-------- SUPPLIED RECORDS

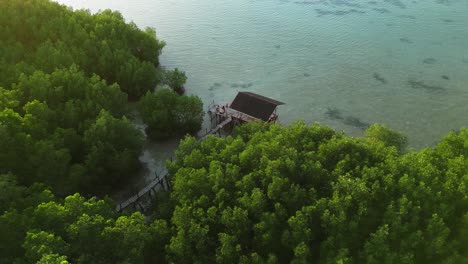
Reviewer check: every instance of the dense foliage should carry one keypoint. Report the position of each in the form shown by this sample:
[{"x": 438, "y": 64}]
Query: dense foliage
[
  {"x": 65, "y": 80},
  {"x": 306, "y": 194},
  {"x": 269, "y": 194},
  {"x": 165, "y": 113}
]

----------------

PROBLEM REQUIREMENTS: When you copy the entries above, keep every word exactly and omit the images.

TASK OUTPUT:
Reviewer check: every instance of the dense foliage should carry one keypoint. Report the position of each in the form shown by this sample:
[{"x": 438, "y": 64}]
Query: dense foliage
[
  {"x": 65, "y": 80},
  {"x": 306, "y": 194},
  {"x": 269, "y": 194},
  {"x": 165, "y": 113}
]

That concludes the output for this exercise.